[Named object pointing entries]
.....

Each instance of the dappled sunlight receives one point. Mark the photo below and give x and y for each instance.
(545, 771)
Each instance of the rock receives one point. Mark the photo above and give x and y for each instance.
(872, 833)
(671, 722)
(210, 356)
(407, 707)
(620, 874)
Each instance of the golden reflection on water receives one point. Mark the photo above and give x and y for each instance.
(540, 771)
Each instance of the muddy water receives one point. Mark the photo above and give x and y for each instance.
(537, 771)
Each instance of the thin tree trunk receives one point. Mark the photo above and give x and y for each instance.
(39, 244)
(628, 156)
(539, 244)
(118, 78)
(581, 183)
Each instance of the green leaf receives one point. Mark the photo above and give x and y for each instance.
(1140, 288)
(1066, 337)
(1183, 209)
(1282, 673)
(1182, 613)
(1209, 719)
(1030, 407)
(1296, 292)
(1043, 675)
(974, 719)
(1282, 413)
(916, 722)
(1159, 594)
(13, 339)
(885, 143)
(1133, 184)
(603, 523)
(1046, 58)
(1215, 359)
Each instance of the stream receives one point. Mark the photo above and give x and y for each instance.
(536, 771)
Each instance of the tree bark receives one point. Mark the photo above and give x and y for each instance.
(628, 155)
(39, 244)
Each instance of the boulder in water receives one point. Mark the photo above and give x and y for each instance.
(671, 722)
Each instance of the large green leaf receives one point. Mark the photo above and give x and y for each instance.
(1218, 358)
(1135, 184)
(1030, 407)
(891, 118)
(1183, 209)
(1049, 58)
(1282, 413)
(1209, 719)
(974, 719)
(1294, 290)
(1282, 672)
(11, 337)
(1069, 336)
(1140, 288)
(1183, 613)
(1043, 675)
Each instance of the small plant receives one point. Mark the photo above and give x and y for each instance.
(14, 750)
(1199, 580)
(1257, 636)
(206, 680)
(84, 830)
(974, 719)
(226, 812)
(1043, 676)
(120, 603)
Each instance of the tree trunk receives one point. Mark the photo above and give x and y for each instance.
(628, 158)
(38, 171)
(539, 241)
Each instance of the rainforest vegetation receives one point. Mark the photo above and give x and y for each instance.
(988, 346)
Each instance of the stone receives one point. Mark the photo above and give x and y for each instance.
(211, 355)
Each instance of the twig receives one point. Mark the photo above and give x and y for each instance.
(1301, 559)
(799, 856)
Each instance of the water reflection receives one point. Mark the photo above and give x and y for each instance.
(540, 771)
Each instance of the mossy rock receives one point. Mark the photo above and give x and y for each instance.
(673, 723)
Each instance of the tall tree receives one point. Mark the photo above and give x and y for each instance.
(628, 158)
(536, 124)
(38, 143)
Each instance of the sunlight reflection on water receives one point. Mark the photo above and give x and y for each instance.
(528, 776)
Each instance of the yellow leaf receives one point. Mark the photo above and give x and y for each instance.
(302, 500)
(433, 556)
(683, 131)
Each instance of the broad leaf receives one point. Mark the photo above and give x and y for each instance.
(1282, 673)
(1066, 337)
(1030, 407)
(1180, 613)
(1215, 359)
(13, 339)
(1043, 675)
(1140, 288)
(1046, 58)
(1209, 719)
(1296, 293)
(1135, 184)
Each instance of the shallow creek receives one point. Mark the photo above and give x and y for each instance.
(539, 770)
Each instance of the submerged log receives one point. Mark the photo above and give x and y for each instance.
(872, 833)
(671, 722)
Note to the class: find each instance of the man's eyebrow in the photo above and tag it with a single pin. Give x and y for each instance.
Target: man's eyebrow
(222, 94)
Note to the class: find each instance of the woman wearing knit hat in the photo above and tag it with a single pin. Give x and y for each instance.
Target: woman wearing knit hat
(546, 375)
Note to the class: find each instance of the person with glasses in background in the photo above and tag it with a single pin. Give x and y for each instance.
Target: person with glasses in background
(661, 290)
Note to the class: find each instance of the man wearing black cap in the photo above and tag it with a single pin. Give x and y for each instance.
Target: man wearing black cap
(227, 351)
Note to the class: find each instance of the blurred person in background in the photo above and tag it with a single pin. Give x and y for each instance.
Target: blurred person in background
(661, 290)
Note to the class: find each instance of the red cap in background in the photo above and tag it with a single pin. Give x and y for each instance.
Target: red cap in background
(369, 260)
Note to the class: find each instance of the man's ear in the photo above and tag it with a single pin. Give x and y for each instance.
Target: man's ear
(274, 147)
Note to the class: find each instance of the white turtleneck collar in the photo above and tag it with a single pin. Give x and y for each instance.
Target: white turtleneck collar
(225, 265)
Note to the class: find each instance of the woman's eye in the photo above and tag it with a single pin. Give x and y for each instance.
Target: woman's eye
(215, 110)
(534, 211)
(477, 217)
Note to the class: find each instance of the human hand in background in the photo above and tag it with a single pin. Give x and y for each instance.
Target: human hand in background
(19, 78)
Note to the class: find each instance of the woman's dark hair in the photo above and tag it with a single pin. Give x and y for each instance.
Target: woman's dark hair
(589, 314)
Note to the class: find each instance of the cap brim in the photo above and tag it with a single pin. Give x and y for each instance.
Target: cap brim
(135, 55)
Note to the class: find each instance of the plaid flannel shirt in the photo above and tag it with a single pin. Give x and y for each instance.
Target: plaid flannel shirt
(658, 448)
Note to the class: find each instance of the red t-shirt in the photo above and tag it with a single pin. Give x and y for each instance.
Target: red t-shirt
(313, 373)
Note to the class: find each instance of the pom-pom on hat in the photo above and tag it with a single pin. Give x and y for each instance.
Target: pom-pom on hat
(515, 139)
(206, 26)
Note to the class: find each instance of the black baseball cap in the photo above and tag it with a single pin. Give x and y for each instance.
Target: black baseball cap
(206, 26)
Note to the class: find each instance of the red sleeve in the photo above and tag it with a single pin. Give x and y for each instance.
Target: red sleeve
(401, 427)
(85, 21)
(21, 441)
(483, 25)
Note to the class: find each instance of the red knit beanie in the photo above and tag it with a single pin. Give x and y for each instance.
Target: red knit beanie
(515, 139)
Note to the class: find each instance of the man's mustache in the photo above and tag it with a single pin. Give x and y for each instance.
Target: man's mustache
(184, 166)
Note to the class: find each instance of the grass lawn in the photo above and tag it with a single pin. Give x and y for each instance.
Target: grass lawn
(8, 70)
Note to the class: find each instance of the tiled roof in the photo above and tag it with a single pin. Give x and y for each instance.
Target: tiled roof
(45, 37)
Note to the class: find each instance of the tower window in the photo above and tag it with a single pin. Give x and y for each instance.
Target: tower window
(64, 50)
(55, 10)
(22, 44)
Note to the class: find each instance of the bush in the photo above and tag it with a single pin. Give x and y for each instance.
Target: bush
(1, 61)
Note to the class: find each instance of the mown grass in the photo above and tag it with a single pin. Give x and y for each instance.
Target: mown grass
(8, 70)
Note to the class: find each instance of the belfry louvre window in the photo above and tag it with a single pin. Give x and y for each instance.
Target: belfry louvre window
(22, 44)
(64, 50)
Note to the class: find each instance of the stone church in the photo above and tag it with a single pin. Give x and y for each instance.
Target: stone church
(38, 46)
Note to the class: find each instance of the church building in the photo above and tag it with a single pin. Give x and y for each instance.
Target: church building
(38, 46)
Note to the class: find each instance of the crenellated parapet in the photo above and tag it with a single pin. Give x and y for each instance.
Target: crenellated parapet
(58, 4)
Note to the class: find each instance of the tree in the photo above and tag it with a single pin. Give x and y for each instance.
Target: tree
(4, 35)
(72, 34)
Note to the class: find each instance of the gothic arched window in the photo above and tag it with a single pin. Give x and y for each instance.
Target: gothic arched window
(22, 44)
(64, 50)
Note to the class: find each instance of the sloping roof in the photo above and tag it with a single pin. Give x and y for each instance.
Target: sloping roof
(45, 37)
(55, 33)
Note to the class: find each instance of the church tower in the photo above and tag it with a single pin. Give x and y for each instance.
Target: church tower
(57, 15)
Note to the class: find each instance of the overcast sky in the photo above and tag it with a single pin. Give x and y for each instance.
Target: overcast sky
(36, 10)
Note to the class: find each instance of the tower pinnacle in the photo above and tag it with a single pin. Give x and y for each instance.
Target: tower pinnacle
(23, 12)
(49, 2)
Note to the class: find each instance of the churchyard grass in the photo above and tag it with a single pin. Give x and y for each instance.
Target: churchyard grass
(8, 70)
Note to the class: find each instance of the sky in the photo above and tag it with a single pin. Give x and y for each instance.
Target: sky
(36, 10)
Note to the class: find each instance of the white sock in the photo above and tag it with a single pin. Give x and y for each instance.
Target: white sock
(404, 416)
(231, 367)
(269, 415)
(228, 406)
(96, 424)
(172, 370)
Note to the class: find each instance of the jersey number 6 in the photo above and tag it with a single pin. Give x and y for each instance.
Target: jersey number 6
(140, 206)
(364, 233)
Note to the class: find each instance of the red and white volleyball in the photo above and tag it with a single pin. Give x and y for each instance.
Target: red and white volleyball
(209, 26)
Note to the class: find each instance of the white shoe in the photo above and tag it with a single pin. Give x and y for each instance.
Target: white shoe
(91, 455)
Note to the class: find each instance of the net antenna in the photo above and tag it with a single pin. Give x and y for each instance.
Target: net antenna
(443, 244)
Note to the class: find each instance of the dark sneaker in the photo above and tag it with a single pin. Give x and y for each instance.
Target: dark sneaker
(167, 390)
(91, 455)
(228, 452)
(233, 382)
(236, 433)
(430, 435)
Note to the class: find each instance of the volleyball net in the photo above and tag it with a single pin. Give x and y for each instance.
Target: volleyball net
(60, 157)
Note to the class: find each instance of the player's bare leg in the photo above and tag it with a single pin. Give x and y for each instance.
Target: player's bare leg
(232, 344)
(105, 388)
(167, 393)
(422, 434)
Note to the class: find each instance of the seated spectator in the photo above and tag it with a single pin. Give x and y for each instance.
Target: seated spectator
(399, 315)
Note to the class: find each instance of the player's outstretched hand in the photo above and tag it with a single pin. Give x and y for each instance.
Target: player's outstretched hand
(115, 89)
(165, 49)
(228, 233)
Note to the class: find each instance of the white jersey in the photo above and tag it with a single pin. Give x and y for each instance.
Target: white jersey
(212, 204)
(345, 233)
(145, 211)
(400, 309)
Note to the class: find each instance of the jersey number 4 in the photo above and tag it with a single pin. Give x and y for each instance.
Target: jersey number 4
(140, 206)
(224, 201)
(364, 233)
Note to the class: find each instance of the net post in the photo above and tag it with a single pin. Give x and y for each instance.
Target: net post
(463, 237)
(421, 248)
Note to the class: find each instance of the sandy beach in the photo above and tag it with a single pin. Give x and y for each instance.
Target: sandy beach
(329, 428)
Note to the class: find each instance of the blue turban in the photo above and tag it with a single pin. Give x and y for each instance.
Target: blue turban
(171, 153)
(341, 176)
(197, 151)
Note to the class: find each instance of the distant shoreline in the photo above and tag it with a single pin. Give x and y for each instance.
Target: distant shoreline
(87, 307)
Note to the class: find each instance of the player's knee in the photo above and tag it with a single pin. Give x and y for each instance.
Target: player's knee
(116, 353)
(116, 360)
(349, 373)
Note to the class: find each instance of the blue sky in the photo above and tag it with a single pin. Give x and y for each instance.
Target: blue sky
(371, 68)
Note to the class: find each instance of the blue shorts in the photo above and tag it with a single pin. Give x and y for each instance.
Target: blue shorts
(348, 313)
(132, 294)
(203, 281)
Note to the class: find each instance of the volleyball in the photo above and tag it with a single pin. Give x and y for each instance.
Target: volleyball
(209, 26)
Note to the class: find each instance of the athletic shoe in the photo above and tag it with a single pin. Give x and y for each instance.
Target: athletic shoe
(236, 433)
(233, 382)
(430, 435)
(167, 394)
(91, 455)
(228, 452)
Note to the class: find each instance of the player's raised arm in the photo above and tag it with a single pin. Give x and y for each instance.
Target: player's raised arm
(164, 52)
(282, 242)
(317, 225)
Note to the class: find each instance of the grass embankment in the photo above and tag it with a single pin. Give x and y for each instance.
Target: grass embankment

.....

## SET EXERCISE
Leave out every line before the one containing "Note to the class: find each instance of the player's knee"; set down that line and all remaining lines of the material exactly.

## EXERCISE OUTPUT
Note to the class: find each instance of the player's knee in the photo above and tag it with a single pin. Give x and y for each instance.
Target: player's knee
(116, 353)
(116, 360)
(349, 373)
Note to the class: find each instance of the blue sky in the photo above and tag it with a single pin. Give x and y for each instance.
Target: blue sky
(371, 68)
Note to the class: find each instance of the blue shorts in the photo above and tag it with a single pin. Give x and y for each instance.
Target: blue shorts
(348, 313)
(132, 294)
(203, 281)
Note to the class: find each instance of the volleyball in the photo above and tag it with a single pin. Give x and y for each instance.
Target: volleyball
(209, 26)
Note to the class: find each instance of the athletic shoe in the photo above and tag it with a single pin. Give x and y for each instance.
Target: athletic shoe
(236, 433)
(233, 382)
(430, 435)
(167, 394)
(91, 455)
(228, 452)
Note to the class: find each instance of the player's raised arm in the photo above and tag it with a single pin. Give x and y for each instance.
Target: player's raised arm
(164, 52)
(282, 242)
(317, 225)
Note to the class: find each instance of the grass embankment in the photo above and tag it with a single pin. Give x and y for each instance.
Target: grass embankment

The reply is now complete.